**Given instruction**.
Transcribe all of the data below word for word, keeping every line unchanged and in its original order.
##### Supplied records
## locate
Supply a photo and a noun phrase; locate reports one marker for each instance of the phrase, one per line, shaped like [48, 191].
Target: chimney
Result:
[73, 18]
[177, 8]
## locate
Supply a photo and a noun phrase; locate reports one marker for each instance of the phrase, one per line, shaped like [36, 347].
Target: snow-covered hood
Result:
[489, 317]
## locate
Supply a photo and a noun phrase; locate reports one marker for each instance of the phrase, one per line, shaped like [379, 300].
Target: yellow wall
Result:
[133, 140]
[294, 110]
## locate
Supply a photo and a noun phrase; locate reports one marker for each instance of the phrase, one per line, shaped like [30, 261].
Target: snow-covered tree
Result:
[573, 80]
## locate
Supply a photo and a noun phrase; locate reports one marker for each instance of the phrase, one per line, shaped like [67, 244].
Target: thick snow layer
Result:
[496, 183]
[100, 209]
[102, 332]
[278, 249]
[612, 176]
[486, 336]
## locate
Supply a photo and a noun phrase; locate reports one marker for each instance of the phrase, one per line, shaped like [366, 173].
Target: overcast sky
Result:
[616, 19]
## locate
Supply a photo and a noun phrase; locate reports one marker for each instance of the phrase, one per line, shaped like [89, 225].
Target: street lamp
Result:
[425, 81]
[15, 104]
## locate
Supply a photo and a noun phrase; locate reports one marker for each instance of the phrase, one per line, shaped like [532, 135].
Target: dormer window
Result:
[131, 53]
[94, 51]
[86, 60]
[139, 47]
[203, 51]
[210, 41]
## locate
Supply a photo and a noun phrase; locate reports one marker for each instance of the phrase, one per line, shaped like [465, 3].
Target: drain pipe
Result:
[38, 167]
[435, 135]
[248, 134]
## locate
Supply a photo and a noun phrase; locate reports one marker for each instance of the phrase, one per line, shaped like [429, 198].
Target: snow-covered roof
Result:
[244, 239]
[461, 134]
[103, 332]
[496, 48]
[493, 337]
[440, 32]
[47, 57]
##########
**Answer to this task**.
## locate
Supply a photo and a noun phrase; locate reports one marker for each instance of the phrase, one per line, shaped like [48, 191].
Target: chimney
Result:
[73, 18]
[177, 8]
## locate
Supply a photo and a noun phrase; locate reports one marker for each instance of the phrase, one per line, shaped like [36, 347].
Target: snow-covered hood
Result:
[489, 317]
## locate
Supply a photo and a noun phrase; locate reports one marker for each instance of the phrase, one per line, shaped like [379, 300].
Target: yellow wall
Result:
[133, 140]
[294, 110]
## locate
Supply a photo and a noun phrase; locate reports one marker for each instance of the phrase, one per line, shaped like [30, 261].
Target: snow-covered tree
Result:
[573, 80]
## locate
Supply a photo and a noun phrase; locate reports one marker for each instance of the phrase, one per line, shaped like [67, 244].
Target: thick snow layer
Result:
[496, 183]
[100, 209]
[102, 332]
[278, 249]
[612, 176]
[486, 336]
## locate
Supply a photo and a noun phrase; locate reports one marker for each instance of the phrase, one per line, shaped like [366, 173].
Target: overcast sky
Result:
[616, 19]
## locate
Supply a photo and a noun phrase; locate reports one marker for each instance of the phrase, one per line, shaped like [89, 225].
Target: street lamp
Result:
[425, 81]
[15, 104]
## locate
Supply a photo and a noun phrase; locate reports one marker for each instance of the phrase, one per line, shaped like [532, 135].
Target: dormer window
Result:
[131, 53]
[94, 51]
[86, 60]
[139, 47]
[203, 51]
[210, 41]
## locate
Supply a photo and a noun phrase; locate reports one marker for each instance of the phrase, one per line, shaped like [465, 3].
Target: drain pipe
Result:
[38, 167]
[435, 135]
[248, 134]
## locate
Supply a photo and a noun phrase; locate reports one marker for each instance of the phrase, one per line, shaped like [429, 198].
Target: snow-covered roof
Result:
[244, 239]
[461, 134]
[103, 332]
[496, 48]
[493, 337]
[440, 32]
[47, 57]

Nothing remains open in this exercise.